Data entries

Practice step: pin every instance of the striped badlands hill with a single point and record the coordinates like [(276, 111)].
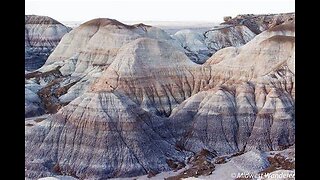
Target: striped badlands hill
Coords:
[(130, 102)]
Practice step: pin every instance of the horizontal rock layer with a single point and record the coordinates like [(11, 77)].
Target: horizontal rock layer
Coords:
[(148, 104), (42, 35)]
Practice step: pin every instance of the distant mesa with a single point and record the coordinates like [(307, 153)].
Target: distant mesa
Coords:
[(42, 35)]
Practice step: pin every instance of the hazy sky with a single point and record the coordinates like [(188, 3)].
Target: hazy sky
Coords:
[(154, 10)]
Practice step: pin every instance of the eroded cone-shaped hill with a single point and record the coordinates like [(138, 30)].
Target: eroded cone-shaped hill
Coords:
[(250, 103), (153, 73), (240, 99), (42, 35), (99, 135)]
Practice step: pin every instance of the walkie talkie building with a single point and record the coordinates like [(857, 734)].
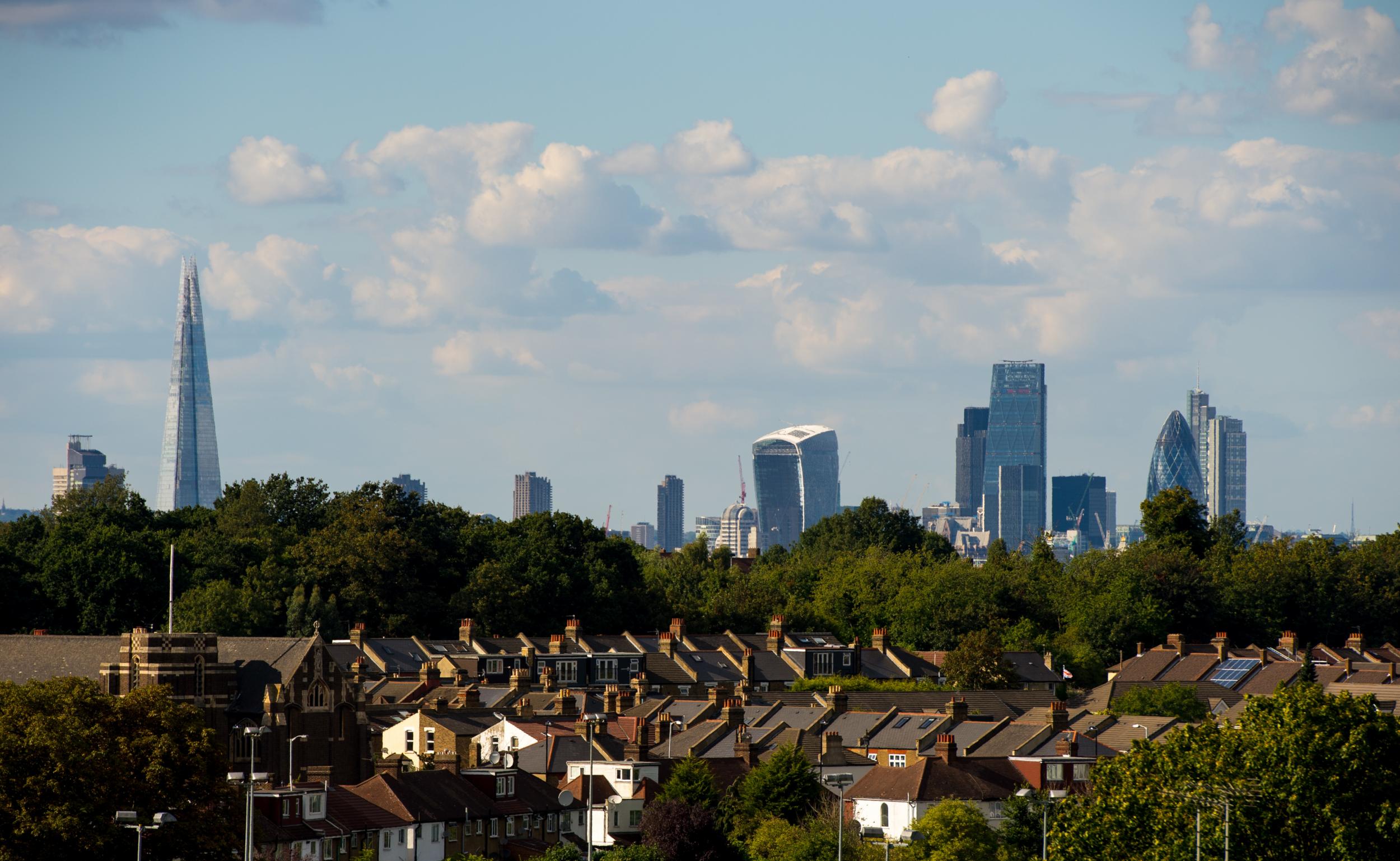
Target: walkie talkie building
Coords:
[(189, 453)]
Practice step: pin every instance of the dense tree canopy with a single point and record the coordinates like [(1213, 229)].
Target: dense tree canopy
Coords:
[(276, 556)]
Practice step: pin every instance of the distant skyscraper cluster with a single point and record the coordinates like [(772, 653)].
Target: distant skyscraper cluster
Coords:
[(534, 495), (189, 451), (796, 482), (671, 512), (83, 468)]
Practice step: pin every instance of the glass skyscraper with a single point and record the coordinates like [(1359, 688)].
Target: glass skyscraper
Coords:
[(796, 482), (1015, 436), (1174, 460), (189, 451)]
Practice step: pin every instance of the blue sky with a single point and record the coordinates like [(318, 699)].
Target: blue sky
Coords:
[(471, 240)]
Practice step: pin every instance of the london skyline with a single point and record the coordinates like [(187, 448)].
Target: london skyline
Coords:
[(447, 248)]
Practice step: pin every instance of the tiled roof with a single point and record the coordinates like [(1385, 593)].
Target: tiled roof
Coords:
[(928, 779), (24, 657)]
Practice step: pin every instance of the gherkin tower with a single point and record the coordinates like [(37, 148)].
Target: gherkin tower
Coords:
[(189, 453), (1174, 460)]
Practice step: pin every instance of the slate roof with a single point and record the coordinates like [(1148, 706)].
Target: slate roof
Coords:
[(24, 657), (933, 780)]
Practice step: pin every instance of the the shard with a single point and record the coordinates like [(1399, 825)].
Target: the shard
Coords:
[(1174, 460), (189, 453)]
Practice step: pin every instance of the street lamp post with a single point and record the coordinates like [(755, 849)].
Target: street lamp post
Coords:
[(839, 780), (129, 821), (292, 772), (591, 720)]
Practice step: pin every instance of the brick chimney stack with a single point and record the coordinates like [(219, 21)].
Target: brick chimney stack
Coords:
[(958, 709), (1059, 716), (878, 640), (836, 699), (945, 748), (1178, 643), (1221, 643), (776, 633)]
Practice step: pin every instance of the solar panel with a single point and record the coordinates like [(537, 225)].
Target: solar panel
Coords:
[(1230, 672)]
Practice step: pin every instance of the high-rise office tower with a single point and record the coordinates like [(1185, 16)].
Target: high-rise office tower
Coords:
[(1015, 433), (1020, 506), (1200, 412), (412, 485), (1225, 467), (738, 530), (972, 457), (1174, 460), (645, 535), (796, 482), (534, 495), (83, 468), (671, 512), (1080, 503), (189, 453)]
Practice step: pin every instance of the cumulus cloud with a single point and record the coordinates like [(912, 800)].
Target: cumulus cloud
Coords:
[(99, 21), (1207, 46), (267, 170), (964, 107), (1350, 69), (83, 278), (709, 147), (561, 200), (483, 354), (707, 416), (279, 279)]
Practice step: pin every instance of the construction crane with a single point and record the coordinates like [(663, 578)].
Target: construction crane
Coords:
[(744, 489)]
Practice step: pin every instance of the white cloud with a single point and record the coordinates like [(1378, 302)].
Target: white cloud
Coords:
[(279, 279), (706, 418), (964, 107), (119, 381), (1350, 69), (709, 147), (82, 278), (270, 171), (483, 354), (561, 200), (1207, 48)]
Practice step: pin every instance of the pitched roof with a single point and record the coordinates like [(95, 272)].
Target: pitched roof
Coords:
[(931, 779)]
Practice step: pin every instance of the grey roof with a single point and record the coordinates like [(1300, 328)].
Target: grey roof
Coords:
[(24, 657)]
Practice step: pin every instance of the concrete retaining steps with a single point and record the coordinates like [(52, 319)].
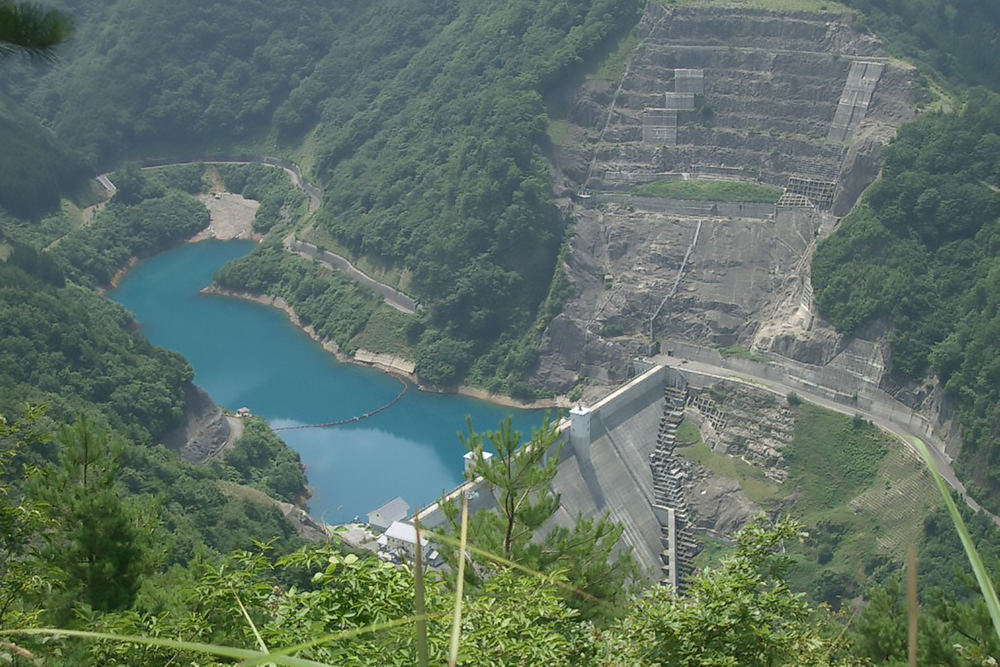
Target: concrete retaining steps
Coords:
[(679, 545)]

Problem
Lines that contain "hill" are to be copied from the records above.

Solution to this task
Practice step: pin every instance of the striped badlands hill with a single point and record the coordinates like [(276, 111)].
Target: striped badlands hill
Practice step: pin every instance of the eroded cone-shaped hill with a single point and record the coordinates like [(138, 30)].
Target: eroded cone-shaped hill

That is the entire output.